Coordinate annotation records
◆ ◆ ◆ ◆ ◆
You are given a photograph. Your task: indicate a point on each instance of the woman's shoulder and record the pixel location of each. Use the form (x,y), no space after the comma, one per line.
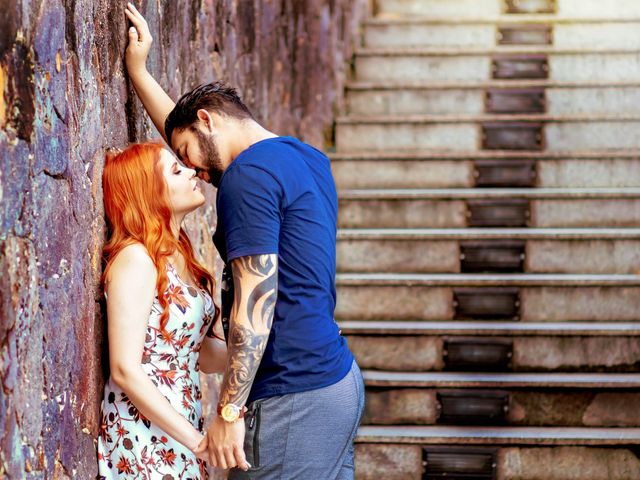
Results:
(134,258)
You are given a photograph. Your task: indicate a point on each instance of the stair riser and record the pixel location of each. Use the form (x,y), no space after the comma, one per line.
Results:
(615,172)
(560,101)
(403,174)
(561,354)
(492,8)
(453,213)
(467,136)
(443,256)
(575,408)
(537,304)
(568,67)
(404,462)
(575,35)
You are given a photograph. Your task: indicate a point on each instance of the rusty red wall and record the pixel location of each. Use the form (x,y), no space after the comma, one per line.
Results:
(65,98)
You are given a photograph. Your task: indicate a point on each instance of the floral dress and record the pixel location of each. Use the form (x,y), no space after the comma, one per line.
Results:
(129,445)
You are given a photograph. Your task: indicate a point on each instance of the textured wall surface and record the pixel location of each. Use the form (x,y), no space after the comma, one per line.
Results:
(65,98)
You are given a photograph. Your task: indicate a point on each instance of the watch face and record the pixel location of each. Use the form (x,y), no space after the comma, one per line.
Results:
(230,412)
◆ ◆ ◆ ◆ ◆
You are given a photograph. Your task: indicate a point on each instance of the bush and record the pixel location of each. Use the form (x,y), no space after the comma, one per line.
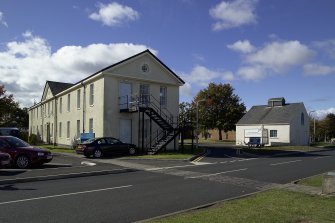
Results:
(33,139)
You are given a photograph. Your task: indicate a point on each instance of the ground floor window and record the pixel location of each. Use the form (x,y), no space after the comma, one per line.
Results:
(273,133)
◆ ◆ ◆ ◆ ◆
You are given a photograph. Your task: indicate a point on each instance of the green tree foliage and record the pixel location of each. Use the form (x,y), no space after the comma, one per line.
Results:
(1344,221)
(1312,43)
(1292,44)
◆ ◆ ◆ ◆ ◆
### Your instructions:
Report, word for word, each line in the rows above that contains the string "wall". Case is significant.

### Written reply:
You are given a photograph. Your task: indicate a point on each instance of the rusty red wall and record the pixel location of each. Use the form (x,y), no space after the comma, one per line.
You are given a photograph. Your task: indicate a point on each instance of the textured wall surface and record the pixel location of each. Use the form (x,y), no space after the comma, one per line.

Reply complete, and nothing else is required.